§ **Action item**:
Pictures aside, repeat every entry exactly.
*** Dataset extract ***
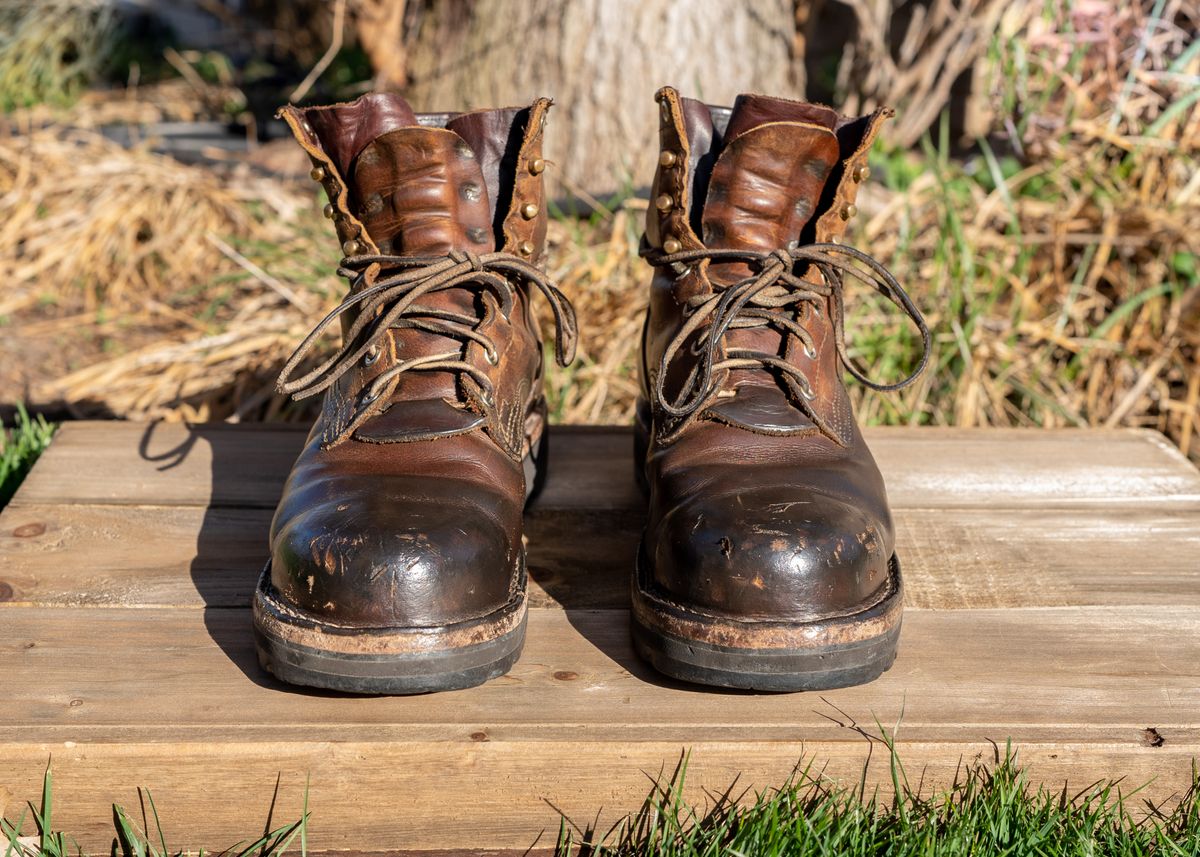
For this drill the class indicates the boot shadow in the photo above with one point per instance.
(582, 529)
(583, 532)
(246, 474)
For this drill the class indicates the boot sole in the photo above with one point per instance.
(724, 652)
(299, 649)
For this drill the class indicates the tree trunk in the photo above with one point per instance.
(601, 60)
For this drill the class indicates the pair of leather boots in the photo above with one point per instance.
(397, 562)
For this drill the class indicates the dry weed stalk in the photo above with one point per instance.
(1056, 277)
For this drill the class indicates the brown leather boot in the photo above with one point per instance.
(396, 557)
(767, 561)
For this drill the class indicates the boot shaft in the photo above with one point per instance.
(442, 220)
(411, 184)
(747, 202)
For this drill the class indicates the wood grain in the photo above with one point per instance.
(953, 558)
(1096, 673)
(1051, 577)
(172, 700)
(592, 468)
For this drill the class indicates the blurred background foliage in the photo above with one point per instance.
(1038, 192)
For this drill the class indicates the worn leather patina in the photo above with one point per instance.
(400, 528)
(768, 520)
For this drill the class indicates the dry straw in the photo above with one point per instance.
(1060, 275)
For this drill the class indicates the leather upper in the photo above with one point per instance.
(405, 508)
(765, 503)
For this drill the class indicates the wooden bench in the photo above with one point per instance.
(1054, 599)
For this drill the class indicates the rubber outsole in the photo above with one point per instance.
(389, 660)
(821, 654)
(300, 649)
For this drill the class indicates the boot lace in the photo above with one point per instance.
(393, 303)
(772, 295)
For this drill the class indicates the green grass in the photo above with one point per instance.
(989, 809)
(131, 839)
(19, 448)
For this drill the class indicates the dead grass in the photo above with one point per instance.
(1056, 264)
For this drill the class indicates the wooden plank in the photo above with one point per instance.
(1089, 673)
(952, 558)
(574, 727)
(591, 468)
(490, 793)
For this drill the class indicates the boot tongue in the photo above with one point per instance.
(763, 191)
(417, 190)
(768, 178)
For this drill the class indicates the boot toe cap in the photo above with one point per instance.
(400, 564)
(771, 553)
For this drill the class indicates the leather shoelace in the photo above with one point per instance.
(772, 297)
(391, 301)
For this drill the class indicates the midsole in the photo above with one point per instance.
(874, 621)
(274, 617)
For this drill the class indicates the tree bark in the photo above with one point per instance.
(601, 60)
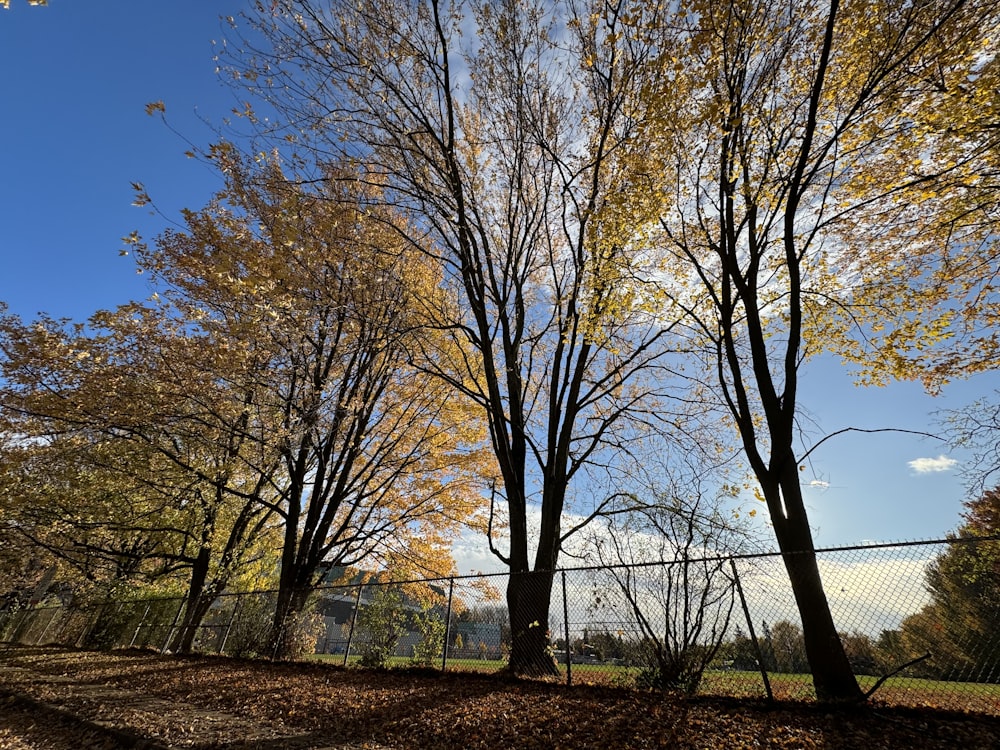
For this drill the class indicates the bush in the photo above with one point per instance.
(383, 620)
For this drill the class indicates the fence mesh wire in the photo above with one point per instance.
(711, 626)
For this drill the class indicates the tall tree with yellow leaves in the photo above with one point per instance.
*** End of Dataset extract ***
§ **Task response**:
For this drill the class indicates the boot shadow in the photo above with one point per instance.
(582, 529)
(583, 532)
(246, 474)
For this drill the class indicates the boot sole in the photo above with one point per instance.
(724, 652)
(299, 649)
For this drill the class indicates the tree trunk in the photo above with one point per instance.
(601, 60)
For this drill the class indicates the pair of leather boots in the photo above with one point per instance.
(397, 562)
For this drill the class indicates the dry weed stalk in the photo above with one point per instance.
(1056, 277)
For this drill the class indicates the brown leather boot in the photo above with one point per instance.
(396, 557)
(767, 561)
For this drill the class indicates the boot shaft in the photo above with one point per instance.
(442, 220)
(411, 184)
(747, 202)
For this drill the class indicates the wood grain in the photo above with one point per instance.
(953, 558)
(1096, 673)
(1051, 577)
(172, 700)
(592, 468)
For this drill the class indicates the blurred background foliage in the photo above with one point per instance.
(1038, 192)
For this drill the class indicates the worn leather patina in the photo above with one point per instance.
(400, 528)
(768, 520)
For this drill the class indicates the dry straw in the photo above with one point per instance.
(1060, 275)
For this drill the class indicates the leather upper in the photo above with one point per instance.
(405, 508)
(765, 503)
For this drill the class indicates the wooden bench in the photo above with one point per instance.
(1054, 599)
For this drill the class indicates the rubber outsole in the photo above with one point per instance.
(389, 660)
(821, 654)
(300, 649)
For this drill the class indicates the boot lace in the photo above with one point per instance.
(393, 303)
(772, 295)
For this drill the class indicates the green grass in the photo above with one point per instance.
(989, 809)
(131, 839)
(19, 448)
For this drill the class indicates the dead grass in the photo above with one point per instance.
(1056, 264)
For this drill the class indicates the wooden plank in the photo above with one point per instance.
(1089, 673)
(952, 558)
(574, 727)
(591, 468)
(490, 793)
For this drill the class indicates the boot tongue in the photo above with one point per instance.
(763, 191)
(417, 190)
(768, 178)
For this drill the class indicates the boot toe cap in the photo above with one point per instance.
(400, 564)
(771, 553)
For this drill the class indicates the leather shoelace in the photo above with one point per instance.
(772, 297)
(391, 301)
For this drill the class indicates the midsole in the photo above with one point per instance.
(874, 621)
(274, 617)
For this drill the class indicates the tree bark in the photo above with one point per instance.
(601, 60)
For this drill the class indicates the bush in the photo above with one point per instance.
(383, 620)
For this drill the class indicates the fence mesh wire in the photo above with one point per instance.
(711, 626)
For this drill the class indicates the tall tree with yellow leaves in the photo above with one point per instance.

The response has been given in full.